_Task brief_
Emit the line that holds "of the gray" and all lines following it through the end of the data, verbatim, and nothing else.

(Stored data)
<<<<

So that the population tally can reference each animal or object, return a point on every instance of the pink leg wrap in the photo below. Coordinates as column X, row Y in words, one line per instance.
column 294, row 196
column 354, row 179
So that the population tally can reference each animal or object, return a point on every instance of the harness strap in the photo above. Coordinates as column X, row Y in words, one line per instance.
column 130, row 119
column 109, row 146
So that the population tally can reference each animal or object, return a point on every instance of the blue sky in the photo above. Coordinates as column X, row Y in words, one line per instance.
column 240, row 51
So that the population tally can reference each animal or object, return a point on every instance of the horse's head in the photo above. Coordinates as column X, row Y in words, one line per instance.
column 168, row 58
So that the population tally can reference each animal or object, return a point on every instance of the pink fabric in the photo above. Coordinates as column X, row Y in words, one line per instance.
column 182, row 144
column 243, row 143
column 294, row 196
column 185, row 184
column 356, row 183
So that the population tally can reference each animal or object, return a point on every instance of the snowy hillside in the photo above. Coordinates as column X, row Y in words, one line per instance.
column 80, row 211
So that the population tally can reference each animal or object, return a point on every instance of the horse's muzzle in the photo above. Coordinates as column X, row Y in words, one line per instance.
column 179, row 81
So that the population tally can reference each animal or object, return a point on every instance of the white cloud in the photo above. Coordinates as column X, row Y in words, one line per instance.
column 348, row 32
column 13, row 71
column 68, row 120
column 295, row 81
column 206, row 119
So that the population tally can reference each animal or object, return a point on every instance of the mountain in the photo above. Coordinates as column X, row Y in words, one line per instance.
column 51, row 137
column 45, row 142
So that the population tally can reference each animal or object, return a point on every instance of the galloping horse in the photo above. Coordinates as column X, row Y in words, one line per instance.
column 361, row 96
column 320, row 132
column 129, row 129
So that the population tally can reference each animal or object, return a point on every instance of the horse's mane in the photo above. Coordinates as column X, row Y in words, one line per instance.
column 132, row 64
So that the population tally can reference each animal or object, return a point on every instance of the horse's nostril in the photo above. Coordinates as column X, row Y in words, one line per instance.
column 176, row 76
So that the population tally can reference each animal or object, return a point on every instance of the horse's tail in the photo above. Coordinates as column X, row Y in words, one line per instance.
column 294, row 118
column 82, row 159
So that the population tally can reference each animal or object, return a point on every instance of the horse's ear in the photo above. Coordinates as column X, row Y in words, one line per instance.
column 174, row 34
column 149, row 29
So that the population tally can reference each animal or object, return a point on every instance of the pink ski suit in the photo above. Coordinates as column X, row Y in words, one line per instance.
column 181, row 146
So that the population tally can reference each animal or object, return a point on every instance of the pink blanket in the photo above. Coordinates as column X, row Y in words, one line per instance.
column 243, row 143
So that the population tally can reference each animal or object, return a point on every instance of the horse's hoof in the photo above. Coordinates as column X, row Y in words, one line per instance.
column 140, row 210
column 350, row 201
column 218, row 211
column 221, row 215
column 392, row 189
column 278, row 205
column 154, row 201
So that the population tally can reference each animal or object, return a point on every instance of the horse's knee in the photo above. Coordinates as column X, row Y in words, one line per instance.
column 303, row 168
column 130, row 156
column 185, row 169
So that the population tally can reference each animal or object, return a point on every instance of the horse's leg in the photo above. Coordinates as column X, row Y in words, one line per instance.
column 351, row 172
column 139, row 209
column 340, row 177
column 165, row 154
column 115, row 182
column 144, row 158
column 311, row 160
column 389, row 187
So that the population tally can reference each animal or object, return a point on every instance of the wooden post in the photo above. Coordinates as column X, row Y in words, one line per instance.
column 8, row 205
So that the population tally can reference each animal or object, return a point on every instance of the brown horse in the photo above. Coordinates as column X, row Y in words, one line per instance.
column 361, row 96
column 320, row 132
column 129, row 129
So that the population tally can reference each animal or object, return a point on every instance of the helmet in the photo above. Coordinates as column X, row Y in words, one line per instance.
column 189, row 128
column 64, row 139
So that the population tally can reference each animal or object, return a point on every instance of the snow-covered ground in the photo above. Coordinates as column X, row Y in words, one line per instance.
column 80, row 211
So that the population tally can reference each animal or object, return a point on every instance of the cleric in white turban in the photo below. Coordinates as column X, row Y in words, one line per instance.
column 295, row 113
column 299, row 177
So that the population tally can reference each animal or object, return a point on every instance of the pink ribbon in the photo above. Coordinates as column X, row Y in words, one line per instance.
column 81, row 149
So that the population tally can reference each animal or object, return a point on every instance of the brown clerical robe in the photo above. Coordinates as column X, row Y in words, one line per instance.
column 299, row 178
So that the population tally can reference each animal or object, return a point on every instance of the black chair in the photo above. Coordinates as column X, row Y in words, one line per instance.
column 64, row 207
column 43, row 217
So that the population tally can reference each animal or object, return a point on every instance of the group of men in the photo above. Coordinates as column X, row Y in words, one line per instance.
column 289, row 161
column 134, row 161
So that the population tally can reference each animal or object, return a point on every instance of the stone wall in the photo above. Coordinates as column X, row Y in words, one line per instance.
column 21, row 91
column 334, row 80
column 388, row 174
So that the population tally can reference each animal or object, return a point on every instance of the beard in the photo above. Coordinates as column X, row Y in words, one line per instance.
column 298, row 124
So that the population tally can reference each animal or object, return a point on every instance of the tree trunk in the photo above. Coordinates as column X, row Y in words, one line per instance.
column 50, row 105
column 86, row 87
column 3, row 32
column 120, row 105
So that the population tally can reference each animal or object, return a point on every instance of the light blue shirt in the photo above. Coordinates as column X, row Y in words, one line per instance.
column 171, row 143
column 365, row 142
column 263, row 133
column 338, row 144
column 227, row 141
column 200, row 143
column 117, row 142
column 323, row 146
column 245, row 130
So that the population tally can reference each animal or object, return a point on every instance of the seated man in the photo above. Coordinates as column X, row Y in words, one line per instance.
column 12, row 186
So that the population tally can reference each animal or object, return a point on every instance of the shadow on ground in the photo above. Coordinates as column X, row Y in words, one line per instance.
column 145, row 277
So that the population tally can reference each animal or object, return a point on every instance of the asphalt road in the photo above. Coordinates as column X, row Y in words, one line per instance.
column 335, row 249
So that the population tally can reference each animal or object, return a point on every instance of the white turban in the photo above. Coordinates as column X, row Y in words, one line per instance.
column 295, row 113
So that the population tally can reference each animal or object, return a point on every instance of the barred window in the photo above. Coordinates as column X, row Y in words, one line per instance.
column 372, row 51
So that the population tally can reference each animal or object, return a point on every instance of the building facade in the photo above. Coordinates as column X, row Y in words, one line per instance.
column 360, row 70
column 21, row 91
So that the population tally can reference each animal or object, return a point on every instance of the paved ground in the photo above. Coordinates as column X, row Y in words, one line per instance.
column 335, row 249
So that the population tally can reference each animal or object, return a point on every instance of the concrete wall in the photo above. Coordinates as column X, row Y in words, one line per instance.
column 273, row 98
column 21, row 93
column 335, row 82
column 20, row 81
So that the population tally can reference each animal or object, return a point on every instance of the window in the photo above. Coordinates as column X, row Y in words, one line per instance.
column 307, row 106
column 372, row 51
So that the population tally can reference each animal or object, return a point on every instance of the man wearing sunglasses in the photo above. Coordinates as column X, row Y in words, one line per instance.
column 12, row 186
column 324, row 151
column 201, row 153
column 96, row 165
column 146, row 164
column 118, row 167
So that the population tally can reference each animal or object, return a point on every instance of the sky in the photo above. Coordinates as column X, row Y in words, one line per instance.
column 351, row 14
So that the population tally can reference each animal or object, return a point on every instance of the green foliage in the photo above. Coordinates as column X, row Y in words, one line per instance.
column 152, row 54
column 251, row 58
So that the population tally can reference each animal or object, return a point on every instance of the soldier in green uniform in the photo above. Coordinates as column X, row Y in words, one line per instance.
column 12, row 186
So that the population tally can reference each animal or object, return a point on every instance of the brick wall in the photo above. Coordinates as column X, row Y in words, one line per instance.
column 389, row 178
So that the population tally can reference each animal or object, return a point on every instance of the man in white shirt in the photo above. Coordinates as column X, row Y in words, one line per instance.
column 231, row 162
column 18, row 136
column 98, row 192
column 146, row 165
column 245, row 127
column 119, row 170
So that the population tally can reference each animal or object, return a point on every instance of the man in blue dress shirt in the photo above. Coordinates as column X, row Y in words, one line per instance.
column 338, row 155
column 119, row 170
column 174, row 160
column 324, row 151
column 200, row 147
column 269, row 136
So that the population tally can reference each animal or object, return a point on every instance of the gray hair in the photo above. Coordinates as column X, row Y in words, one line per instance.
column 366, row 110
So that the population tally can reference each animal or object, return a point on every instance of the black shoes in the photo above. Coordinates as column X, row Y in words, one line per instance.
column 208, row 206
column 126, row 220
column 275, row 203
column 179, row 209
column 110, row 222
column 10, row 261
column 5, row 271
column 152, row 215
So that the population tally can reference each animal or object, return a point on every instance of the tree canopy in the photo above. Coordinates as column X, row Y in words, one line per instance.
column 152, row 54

>>>>

_Response box_
So that the population tally can reference each animal or object, return a point on every instance of the gray hair in the photo above. Coordinates as column X, row Y in words, one line per instance.
column 366, row 110
So that the population tally can reference each animal or object, return a point on every instance of the black shoes in the photo above. Coordinates as column X, row Y in words, one line per instance.
column 208, row 206
column 126, row 220
column 275, row 203
column 179, row 209
column 110, row 222
column 10, row 261
column 5, row 271
column 152, row 215
So that the population tally can reference each animal or object, return a point on every instance of the tree canopy in the photo above. Coordinates as column X, row Y in words, one line per instance.
column 152, row 54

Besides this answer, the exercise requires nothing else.